• **ENTRIES SHOWN**
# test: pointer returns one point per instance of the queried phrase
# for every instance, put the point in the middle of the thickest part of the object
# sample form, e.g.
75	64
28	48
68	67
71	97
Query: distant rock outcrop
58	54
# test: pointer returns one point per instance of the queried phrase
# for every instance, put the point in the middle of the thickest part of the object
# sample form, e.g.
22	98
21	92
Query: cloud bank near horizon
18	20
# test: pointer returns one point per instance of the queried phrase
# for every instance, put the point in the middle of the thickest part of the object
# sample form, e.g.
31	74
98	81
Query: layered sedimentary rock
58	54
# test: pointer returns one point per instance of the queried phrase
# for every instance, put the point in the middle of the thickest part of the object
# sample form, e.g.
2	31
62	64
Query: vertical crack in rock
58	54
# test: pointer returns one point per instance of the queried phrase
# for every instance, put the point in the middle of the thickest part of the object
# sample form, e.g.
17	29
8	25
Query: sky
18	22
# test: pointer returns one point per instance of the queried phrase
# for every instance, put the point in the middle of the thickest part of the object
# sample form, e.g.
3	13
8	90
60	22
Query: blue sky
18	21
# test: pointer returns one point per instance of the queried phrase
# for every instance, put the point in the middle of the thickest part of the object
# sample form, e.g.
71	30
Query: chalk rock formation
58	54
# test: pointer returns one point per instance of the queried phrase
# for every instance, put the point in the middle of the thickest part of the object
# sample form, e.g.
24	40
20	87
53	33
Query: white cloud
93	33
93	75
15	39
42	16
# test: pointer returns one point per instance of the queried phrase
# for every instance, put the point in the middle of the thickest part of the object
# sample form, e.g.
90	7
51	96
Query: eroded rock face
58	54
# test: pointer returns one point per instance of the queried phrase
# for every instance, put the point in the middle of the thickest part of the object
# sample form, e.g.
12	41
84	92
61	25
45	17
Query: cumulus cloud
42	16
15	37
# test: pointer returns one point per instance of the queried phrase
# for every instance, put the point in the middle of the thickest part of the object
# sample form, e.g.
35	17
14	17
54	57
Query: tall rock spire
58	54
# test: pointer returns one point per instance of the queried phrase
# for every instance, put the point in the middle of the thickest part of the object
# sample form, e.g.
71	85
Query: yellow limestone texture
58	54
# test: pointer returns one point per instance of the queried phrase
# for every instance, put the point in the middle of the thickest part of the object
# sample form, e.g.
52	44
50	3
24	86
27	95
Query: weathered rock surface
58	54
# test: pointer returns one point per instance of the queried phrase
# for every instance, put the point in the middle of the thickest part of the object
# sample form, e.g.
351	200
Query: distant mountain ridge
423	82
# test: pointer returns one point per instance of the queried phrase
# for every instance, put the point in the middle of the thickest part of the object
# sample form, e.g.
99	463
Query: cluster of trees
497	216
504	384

• **TASK DIRECTIONS**
Set down the lines from the one with "Query: tall rock spire" through the end of the data above. Keep each exactly as written and add no other line.

• **SOLUTION TO THE EXERCISE**
Query: tall rock spire
58	54
# test: pointer returns one point per instance of the queried phrase
# for every instance, put the point in the middle of the thickest part of the object
# sample form, e.g.
71	85
Query: yellow limestone texture
58	54
# test: pointer returns one point per instance of the queried phrase
# for every instance, put the point in the middle of the thickest part of the object
# sample form, e.g.
52	44
50	3
24	86
27	95
Query: weathered rock surface
58	54
# test: pointer returns one point per instance of the queried phrase
# for every instance, put the point in the middle of the thickest part of the object
# sample form, e.g.
351	200
Query: distant mountain ridge
423	82
# test: pointer returns one point per instance of the queried phrase
# for every instance, put the point in the middle of the thickest part of the object
# sample form, e.g.
99	463
Query: cluster of trees
497	216
504	384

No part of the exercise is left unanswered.